- _AUFGABE_:
Gib das gesamte Material unten Zeile für Zeile unverändert wieder.

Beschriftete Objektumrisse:
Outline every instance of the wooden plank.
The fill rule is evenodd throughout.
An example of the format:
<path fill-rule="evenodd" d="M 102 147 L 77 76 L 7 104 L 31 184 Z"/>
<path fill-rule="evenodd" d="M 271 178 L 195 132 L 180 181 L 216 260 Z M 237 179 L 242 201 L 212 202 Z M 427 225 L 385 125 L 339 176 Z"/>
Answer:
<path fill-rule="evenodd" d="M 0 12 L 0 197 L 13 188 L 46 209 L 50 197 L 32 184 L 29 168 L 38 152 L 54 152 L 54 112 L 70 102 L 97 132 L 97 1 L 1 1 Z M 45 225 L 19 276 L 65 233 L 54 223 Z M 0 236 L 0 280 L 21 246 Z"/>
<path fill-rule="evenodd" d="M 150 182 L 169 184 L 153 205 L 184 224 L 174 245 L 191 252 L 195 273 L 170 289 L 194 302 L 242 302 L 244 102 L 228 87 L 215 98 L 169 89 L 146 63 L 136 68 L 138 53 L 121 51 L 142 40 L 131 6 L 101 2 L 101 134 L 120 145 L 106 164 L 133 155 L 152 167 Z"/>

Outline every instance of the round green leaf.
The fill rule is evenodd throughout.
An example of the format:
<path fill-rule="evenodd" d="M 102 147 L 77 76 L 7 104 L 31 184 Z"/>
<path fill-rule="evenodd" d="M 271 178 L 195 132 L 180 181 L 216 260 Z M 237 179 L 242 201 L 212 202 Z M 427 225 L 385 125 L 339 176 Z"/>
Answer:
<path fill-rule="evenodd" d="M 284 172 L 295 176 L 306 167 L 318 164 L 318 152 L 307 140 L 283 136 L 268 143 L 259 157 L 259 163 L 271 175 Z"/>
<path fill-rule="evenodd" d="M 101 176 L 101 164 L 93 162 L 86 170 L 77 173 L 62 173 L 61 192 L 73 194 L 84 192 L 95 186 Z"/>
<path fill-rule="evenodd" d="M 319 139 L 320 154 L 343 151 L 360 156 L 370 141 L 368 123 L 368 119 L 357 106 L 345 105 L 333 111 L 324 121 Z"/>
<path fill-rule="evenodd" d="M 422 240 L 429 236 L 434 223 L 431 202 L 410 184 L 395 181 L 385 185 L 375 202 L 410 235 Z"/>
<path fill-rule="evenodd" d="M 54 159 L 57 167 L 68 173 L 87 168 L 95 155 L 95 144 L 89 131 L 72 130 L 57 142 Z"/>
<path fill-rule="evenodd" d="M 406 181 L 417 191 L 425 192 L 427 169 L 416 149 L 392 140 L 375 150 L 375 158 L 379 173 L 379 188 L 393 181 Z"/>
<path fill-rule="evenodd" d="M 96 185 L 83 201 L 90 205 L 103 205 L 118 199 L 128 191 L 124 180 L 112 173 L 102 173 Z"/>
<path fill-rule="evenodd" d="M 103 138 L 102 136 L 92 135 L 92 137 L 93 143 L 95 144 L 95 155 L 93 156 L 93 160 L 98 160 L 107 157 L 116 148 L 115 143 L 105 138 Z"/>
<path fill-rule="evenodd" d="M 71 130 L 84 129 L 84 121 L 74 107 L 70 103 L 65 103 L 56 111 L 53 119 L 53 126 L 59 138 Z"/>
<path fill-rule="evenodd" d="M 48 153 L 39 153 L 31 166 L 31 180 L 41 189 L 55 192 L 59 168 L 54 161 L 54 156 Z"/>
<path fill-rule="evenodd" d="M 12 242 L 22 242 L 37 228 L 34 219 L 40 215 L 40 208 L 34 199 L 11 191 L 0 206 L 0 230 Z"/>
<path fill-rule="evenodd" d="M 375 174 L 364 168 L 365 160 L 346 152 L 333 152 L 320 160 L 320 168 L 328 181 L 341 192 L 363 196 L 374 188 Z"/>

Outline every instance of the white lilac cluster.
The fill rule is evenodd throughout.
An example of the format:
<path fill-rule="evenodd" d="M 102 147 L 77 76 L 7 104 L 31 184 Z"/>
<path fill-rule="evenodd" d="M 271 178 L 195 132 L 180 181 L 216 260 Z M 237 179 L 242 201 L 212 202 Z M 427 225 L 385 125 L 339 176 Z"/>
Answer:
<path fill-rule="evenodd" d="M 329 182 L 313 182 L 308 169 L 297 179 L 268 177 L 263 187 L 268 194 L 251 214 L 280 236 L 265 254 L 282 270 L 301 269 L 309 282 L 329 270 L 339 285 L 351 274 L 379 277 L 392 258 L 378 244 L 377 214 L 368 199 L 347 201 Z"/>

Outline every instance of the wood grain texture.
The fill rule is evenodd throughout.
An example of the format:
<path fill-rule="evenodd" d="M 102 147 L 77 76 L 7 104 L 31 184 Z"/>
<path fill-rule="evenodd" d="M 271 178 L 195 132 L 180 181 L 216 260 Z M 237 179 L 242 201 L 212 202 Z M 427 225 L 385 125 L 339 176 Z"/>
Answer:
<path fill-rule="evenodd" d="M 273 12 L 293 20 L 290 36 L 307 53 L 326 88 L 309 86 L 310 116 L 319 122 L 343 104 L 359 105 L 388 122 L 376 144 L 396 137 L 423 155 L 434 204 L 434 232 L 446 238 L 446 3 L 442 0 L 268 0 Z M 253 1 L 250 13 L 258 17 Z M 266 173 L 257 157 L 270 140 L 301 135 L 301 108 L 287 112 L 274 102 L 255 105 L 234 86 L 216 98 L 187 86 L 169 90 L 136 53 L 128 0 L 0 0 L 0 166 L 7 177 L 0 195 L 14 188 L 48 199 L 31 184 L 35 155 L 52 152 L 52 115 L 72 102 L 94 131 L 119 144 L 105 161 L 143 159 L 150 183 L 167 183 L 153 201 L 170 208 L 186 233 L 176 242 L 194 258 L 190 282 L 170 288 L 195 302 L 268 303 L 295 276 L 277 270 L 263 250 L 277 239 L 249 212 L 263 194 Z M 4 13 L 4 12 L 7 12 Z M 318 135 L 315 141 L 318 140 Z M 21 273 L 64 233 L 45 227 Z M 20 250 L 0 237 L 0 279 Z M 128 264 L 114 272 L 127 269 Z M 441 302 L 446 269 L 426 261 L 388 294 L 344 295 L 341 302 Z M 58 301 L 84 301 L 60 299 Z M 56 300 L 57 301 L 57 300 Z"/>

- _LÖSUNG_:
Outline every instance of the wooden plank.
The fill rule is evenodd throughout.
An example of the format:
<path fill-rule="evenodd" d="M 102 147 L 77 76 L 7 104 L 31 184 Z"/>
<path fill-rule="evenodd" d="M 271 178 L 195 132 L 180 181 L 216 260 Z M 237 179 L 242 201 L 212 202 Z M 427 225 L 385 125 L 339 176 Z"/>
Answer:
<path fill-rule="evenodd" d="M 0 12 L 0 197 L 13 188 L 46 209 L 50 197 L 32 184 L 29 168 L 38 152 L 54 152 L 54 112 L 70 102 L 97 132 L 97 1 L 1 1 Z M 45 225 L 19 276 L 65 233 L 54 223 Z M 0 236 L 0 280 L 21 246 Z"/>
<path fill-rule="evenodd" d="M 150 182 L 169 184 L 153 205 L 184 224 L 174 245 L 191 252 L 195 273 L 170 289 L 194 302 L 242 302 L 244 102 L 228 87 L 215 98 L 169 89 L 146 63 L 136 68 L 138 53 L 121 51 L 142 40 L 131 6 L 101 2 L 101 134 L 120 145 L 106 164 L 133 155 L 152 167 Z"/>

Outline every instance of the round green leaf.
The fill rule is evenodd throughout.
An example of the format:
<path fill-rule="evenodd" d="M 102 147 L 77 76 L 7 104 L 31 184 Z"/>
<path fill-rule="evenodd" d="M 271 178 L 195 132 L 180 181 L 216 260 Z M 237 179 L 242 201 L 212 202 Z M 427 225 L 385 125 L 339 176 Z"/>
Answer:
<path fill-rule="evenodd" d="M 284 172 L 295 176 L 306 167 L 318 164 L 318 152 L 307 140 L 283 136 L 268 143 L 259 157 L 259 163 L 271 175 Z"/>
<path fill-rule="evenodd" d="M 101 176 L 101 164 L 93 162 L 86 170 L 77 173 L 62 173 L 61 192 L 73 194 L 84 192 L 95 186 Z"/>
<path fill-rule="evenodd" d="M 319 139 L 320 154 L 343 151 L 360 156 L 370 141 L 368 123 L 368 119 L 357 106 L 345 105 L 333 111 L 324 121 Z"/>
<path fill-rule="evenodd" d="M 422 240 L 429 236 L 434 223 L 431 202 L 410 184 L 395 181 L 385 185 L 375 202 L 410 235 Z"/>
<path fill-rule="evenodd" d="M 54 159 L 57 167 L 68 173 L 87 168 L 95 155 L 95 144 L 89 131 L 72 130 L 57 142 Z"/>
<path fill-rule="evenodd" d="M 406 181 L 417 191 L 425 192 L 427 169 L 416 149 L 392 140 L 375 150 L 375 158 L 379 173 L 379 188 L 393 181 Z"/>
<path fill-rule="evenodd" d="M 96 185 L 83 201 L 90 205 L 103 205 L 118 199 L 128 191 L 124 180 L 112 173 L 102 173 Z"/>
<path fill-rule="evenodd" d="M 103 138 L 102 136 L 92 135 L 92 137 L 93 143 L 95 144 L 95 155 L 93 156 L 93 160 L 98 160 L 107 157 L 116 148 L 115 143 L 105 138 Z"/>
<path fill-rule="evenodd" d="M 71 130 L 84 129 L 84 121 L 74 107 L 70 103 L 65 103 L 56 111 L 53 119 L 53 126 L 59 138 Z"/>
<path fill-rule="evenodd" d="M 48 153 L 39 153 L 31 166 L 31 180 L 41 189 L 55 192 L 59 168 L 54 161 L 54 156 Z"/>
<path fill-rule="evenodd" d="M 12 242 L 22 242 L 37 228 L 34 219 L 40 215 L 40 208 L 34 199 L 11 191 L 0 206 L 0 230 Z"/>
<path fill-rule="evenodd" d="M 375 174 L 364 168 L 365 160 L 346 152 L 333 152 L 320 160 L 320 168 L 328 181 L 341 192 L 363 196 L 374 188 Z"/>

Outline every instance of the white lilac cluster.
The fill rule is evenodd throughout.
An example of the format:
<path fill-rule="evenodd" d="M 102 147 L 77 76 L 7 104 L 31 184 Z"/>
<path fill-rule="evenodd" d="M 271 178 L 195 132 L 180 181 L 216 260 Z M 237 179 L 242 201 L 212 202 Z M 427 225 L 385 125 L 339 176 Z"/>
Answer:
<path fill-rule="evenodd" d="M 329 182 L 313 182 L 308 169 L 297 179 L 268 177 L 263 187 L 268 194 L 251 214 L 280 236 L 265 254 L 282 270 L 301 269 L 309 282 L 329 270 L 339 285 L 351 274 L 379 277 L 392 258 L 378 244 L 377 214 L 368 199 L 347 201 Z"/>

Outline every instance of the wood grain texture.
The fill rule is evenodd throughout.
An example of the format:
<path fill-rule="evenodd" d="M 102 147 L 77 76 L 7 104 L 31 184 Z"/>
<path fill-rule="evenodd" d="M 271 178 L 195 132 L 180 181 L 216 260 Z M 237 179 L 242 201 L 212 202 Z M 427 225 L 385 125 L 339 176 Z"/>
Answer:
<path fill-rule="evenodd" d="M 273 12 L 293 20 L 290 36 L 307 53 L 326 88 L 309 86 L 310 116 L 319 122 L 343 104 L 359 105 L 388 122 L 376 144 L 396 137 L 423 155 L 434 204 L 434 232 L 446 238 L 446 3 L 442 0 L 268 0 Z M 253 1 L 250 13 L 258 17 Z M 266 173 L 257 157 L 270 140 L 301 135 L 301 108 L 287 112 L 274 102 L 255 105 L 234 86 L 216 98 L 187 86 L 169 90 L 136 53 L 128 0 L 0 0 L 0 166 L 7 177 L 0 195 L 14 188 L 48 199 L 31 184 L 35 155 L 52 152 L 52 115 L 72 102 L 94 131 L 119 144 L 105 161 L 143 159 L 150 183 L 167 183 L 153 201 L 170 208 L 186 233 L 176 242 L 194 258 L 190 282 L 170 288 L 195 302 L 268 303 L 295 276 L 277 270 L 263 250 L 277 239 L 249 212 L 263 194 Z M 4 13 L 4 12 L 7 12 Z M 318 135 L 315 141 L 318 140 Z M 21 273 L 64 233 L 45 227 Z M 20 250 L 0 237 L 0 279 Z M 128 264 L 114 272 L 127 269 Z M 441 302 L 446 269 L 426 261 L 388 294 L 344 295 L 341 302 Z M 58 301 L 84 301 L 60 299 Z M 56 300 L 57 301 L 57 300 Z"/>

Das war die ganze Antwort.